--- Record extracts Enclosed Below ---
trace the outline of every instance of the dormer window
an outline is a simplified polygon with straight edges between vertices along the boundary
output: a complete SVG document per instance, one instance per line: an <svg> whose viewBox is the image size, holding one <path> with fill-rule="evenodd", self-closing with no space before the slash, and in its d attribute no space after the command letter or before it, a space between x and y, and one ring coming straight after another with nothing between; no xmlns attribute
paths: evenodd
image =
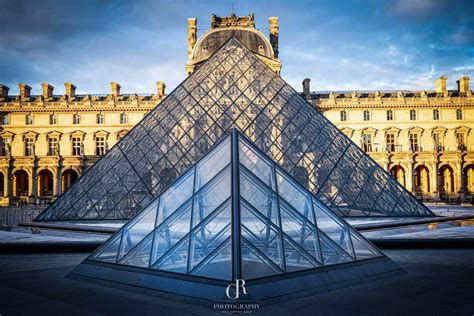
<svg viewBox="0 0 474 316"><path fill-rule="evenodd" d="M26 114L25 123L26 123L26 125L32 125L33 124L33 114L31 114L31 113Z"/></svg>

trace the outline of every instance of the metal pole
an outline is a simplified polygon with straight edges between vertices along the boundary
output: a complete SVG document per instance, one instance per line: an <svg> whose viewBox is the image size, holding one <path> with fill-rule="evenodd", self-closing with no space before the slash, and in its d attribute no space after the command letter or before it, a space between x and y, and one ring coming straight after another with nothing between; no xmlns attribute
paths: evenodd
<svg viewBox="0 0 474 316"><path fill-rule="evenodd" d="M240 179L239 179L239 135L232 130L232 276L242 279L242 254L240 247Z"/></svg>

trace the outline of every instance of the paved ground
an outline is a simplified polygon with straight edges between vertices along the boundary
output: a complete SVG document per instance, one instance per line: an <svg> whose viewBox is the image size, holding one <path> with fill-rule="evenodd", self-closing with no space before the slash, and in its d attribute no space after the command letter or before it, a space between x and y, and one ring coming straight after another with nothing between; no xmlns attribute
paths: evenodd
<svg viewBox="0 0 474 316"><path fill-rule="evenodd" d="M254 315L474 314L474 250L386 251L407 274ZM0 255L0 315L208 315L201 306L65 279L86 254Z"/></svg>

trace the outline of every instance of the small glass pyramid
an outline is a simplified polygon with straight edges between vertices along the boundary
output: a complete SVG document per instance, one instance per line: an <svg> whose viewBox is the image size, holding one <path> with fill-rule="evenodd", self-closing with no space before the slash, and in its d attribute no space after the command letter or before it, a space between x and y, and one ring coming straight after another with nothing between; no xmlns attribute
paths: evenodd
<svg viewBox="0 0 474 316"><path fill-rule="evenodd" d="M433 216L231 38L35 221L130 219L232 128L339 215Z"/></svg>
<svg viewBox="0 0 474 316"><path fill-rule="evenodd" d="M382 256L234 130L88 260L231 281Z"/></svg>

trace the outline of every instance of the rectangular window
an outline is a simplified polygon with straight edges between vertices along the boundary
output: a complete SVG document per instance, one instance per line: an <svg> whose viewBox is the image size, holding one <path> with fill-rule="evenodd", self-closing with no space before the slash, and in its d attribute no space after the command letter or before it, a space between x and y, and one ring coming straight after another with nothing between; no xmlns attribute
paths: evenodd
<svg viewBox="0 0 474 316"><path fill-rule="evenodd" d="M394 152L395 151L395 134L387 134L385 136L385 141L387 143L387 151Z"/></svg>
<svg viewBox="0 0 474 316"><path fill-rule="evenodd" d="M418 134L410 134L410 150L419 151Z"/></svg>
<svg viewBox="0 0 474 316"><path fill-rule="evenodd" d="M121 113L120 124L127 124L127 123L128 123L127 113Z"/></svg>
<svg viewBox="0 0 474 316"><path fill-rule="evenodd" d="M105 154L105 137L99 136L95 138L95 154L97 156Z"/></svg>
<svg viewBox="0 0 474 316"><path fill-rule="evenodd" d="M58 124L58 116L56 114L53 113L49 115L49 124L50 125Z"/></svg>
<svg viewBox="0 0 474 316"><path fill-rule="evenodd" d="M8 156L10 154L10 138L0 138L0 151L2 156Z"/></svg>
<svg viewBox="0 0 474 316"><path fill-rule="evenodd" d="M439 120L439 110L433 110L433 120L437 121Z"/></svg>
<svg viewBox="0 0 474 316"><path fill-rule="evenodd" d="M433 143L435 151L443 151L443 145L441 144L441 135L438 133L433 134Z"/></svg>
<svg viewBox="0 0 474 316"><path fill-rule="evenodd" d="M33 124L33 114L27 114L26 115L25 123L26 123L26 125L32 125Z"/></svg>
<svg viewBox="0 0 474 316"><path fill-rule="evenodd" d="M77 113L75 113L73 116L72 116L72 124L81 124L81 116Z"/></svg>
<svg viewBox="0 0 474 316"><path fill-rule="evenodd" d="M368 110L364 111L364 121L370 121L370 112Z"/></svg>
<svg viewBox="0 0 474 316"><path fill-rule="evenodd" d="M80 156L81 147L82 147L82 139L80 137L73 137L72 138L72 155Z"/></svg>
<svg viewBox="0 0 474 316"><path fill-rule="evenodd" d="M456 110L456 120L462 120L462 110L461 109Z"/></svg>
<svg viewBox="0 0 474 316"><path fill-rule="evenodd" d="M387 111L387 121L393 121L393 111L392 110Z"/></svg>
<svg viewBox="0 0 474 316"><path fill-rule="evenodd" d="M341 121L347 121L347 112L341 111Z"/></svg>
<svg viewBox="0 0 474 316"><path fill-rule="evenodd" d="M48 156L56 156L58 154L58 139L56 137L48 138Z"/></svg>
<svg viewBox="0 0 474 316"><path fill-rule="evenodd" d="M362 146L364 151L372 151L372 134L362 134Z"/></svg>
<svg viewBox="0 0 474 316"><path fill-rule="evenodd" d="M466 148L466 134L464 133L456 133L456 141L458 143L458 149L465 151Z"/></svg>
<svg viewBox="0 0 474 316"><path fill-rule="evenodd" d="M97 114L97 124L104 124L104 114Z"/></svg>
<svg viewBox="0 0 474 316"><path fill-rule="evenodd" d="M34 155L34 146L35 140L33 138L25 138L25 156L33 156Z"/></svg>
<svg viewBox="0 0 474 316"><path fill-rule="evenodd" d="M416 121L416 110L410 110L410 120Z"/></svg>
<svg viewBox="0 0 474 316"><path fill-rule="evenodd" d="M2 125L10 125L10 114L5 113L2 115Z"/></svg>

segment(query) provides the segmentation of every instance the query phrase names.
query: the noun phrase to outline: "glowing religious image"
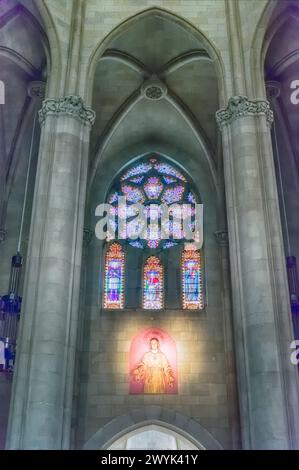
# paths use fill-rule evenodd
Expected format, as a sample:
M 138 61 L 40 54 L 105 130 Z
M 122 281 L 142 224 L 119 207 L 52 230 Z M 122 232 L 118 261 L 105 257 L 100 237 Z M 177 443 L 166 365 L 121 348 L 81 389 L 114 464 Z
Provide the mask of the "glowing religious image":
M 106 253 L 104 308 L 124 308 L 124 252 L 118 243 Z
M 203 285 L 200 251 L 185 249 L 182 254 L 183 308 L 203 309 Z
M 163 266 L 156 256 L 150 256 L 144 266 L 143 308 L 163 308 Z
M 176 347 L 165 331 L 148 328 L 132 341 L 130 393 L 177 393 Z

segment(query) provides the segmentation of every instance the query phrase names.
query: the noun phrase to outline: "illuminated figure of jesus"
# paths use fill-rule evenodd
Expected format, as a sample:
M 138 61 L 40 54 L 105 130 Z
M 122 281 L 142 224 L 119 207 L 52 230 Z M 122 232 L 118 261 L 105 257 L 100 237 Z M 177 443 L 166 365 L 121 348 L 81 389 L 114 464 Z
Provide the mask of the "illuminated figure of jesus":
M 159 340 L 151 338 L 150 351 L 133 370 L 137 382 L 143 382 L 143 393 L 166 393 L 166 387 L 173 387 L 174 377 L 165 354 L 160 351 Z

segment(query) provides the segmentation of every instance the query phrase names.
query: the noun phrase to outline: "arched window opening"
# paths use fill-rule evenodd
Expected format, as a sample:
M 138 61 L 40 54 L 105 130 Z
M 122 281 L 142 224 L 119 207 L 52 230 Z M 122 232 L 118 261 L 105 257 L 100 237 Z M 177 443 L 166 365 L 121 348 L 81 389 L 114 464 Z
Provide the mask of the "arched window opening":
M 182 253 L 182 291 L 183 309 L 204 308 L 201 252 L 192 247 Z
M 200 240 L 193 189 L 181 171 L 156 156 L 125 170 L 107 202 L 108 241 L 121 238 L 135 248 L 164 250 Z
M 150 256 L 143 271 L 143 308 L 159 310 L 163 308 L 164 272 L 161 261 Z
M 106 253 L 104 308 L 124 308 L 125 255 L 120 244 L 112 243 Z

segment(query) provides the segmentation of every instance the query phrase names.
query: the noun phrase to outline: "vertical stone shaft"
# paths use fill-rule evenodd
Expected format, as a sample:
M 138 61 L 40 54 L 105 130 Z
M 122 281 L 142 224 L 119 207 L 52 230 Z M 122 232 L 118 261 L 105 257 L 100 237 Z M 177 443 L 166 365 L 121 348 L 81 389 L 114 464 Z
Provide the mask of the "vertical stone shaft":
M 229 413 L 228 419 L 232 436 L 232 448 L 240 449 L 240 415 L 238 403 L 236 361 L 233 337 L 233 319 L 230 285 L 230 266 L 228 250 L 227 230 L 218 230 L 215 237 L 219 245 L 219 254 L 221 260 L 222 279 L 223 279 L 223 325 L 225 338 L 225 359 L 226 359 L 226 383 Z
M 90 127 L 81 98 L 45 100 L 7 438 L 70 447 Z
M 272 112 L 266 101 L 236 96 L 216 117 L 223 137 L 243 448 L 288 449 L 298 436 L 292 417 L 298 381 L 287 359 L 290 309 L 267 126 Z

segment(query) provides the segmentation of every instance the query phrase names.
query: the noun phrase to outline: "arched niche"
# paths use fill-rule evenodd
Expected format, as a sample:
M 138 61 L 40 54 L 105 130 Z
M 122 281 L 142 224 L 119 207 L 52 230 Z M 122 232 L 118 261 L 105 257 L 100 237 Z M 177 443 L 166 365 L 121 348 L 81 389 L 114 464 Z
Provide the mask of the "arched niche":
M 84 450 L 109 449 L 123 436 L 138 434 L 147 426 L 175 433 L 197 449 L 222 450 L 221 444 L 199 422 L 161 406 L 135 408 L 99 429 L 83 446 Z M 162 429 L 161 429 L 162 428 Z M 148 429 L 148 428 L 147 428 Z M 132 434 L 131 434 L 132 433 Z M 173 434 L 172 434 L 173 435 Z

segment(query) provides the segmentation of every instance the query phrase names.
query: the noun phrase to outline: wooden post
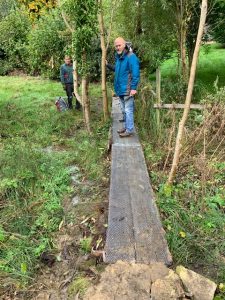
--- End of Enclosed Record extracts ---
- [The problem] Give the total number of lines in the entries that contain the word "noun", with no other words.

- [Response] 6